Cuando se publique este texto, quizás el firmante esté de viaje fuera del Estado español, más exactamente, en el Estado cubano. Será la segunda vez que salga este año, pues en agosto estuvo unos días en el Estado checo. Es lo que tiene viajar: que a menos que se visite un iceberg en medio del Atlántico, siempre se está en un Estado (para mayor redundancia, el propio viajante suele estar en estado sólido).
Ya, no me lo diga: el mismo escozor que le provoca en los ojos leer tantas veces la palabra Estado lo experimento yo al verla o escucharla en contextos donde se puede decir, sencillamente, el nombre del país. El raro tic es ideológicamente pegajoso: años atrás, una antigua colega cubana, invitada a Madrid y al País Vasco por una organización política de izquierdas, me anunció con entusiasmo: “¡Voy dentro de una semana a España!”. Tras pasarse los primeros 10 o 20 días recorriendo pueblos y ciudades, sus posts en Facebook revelaban su grato asombro por las maravillas culturales, históricas, culinarias, etc., “del Estado español”. No es que le faltara razón: nada como una jugosa tortilla estatal española con cebolla autonómica aragonesa, una fabada del Principado de Asturias o unos deliciosos espárragos forales navarros.

* [Datos mostrados]:
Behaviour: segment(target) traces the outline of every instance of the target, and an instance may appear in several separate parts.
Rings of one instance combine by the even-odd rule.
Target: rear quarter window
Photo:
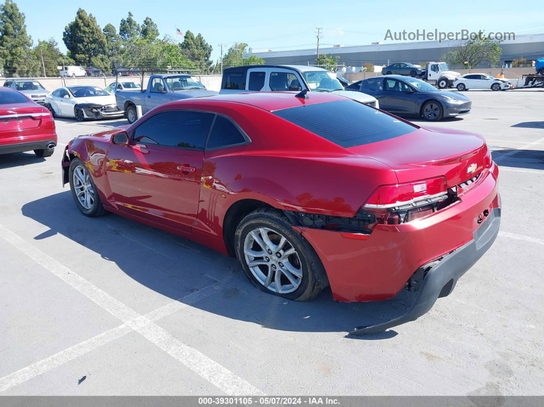
[[[28,103],[29,101],[18,92],[0,92],[0,104]]]
[[[419,128],[351,100],[299,106],[273,112],[344,148],[393,139]]]
[[[245,90],[245,72],[233,71],[223,74],[223,89]]]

* [Ejercicios propuestos]:
1. De acuerdo con el texto sobre la palabra «Estado», ¿en qué lugar estuvo unos días el firmante en agosto?
2. Prosigue el texto sobre la palabra «Estado» a partir de su última oración.
El listado no guarda relación con el texto sobre la palabra «Estado».

* [Respuestas]:
1. En el Estado checo.

2.
Pero sí: suena pedante. Y viene a cuento porque, con cada vez mayor frecuencia, leo titulares con frases de una épica impostada, como que un partido independentista vasco exige al gobierno central que abra una “fase histórica” de reconocimiento a todas las “naciones del Estado español”, mientras que otro de su misma cuerda, pero catalán, reclama a La Moncloa que cesen de una vez los desfiles militares que se celebran año tras año “en alguna ciudad del Estado”.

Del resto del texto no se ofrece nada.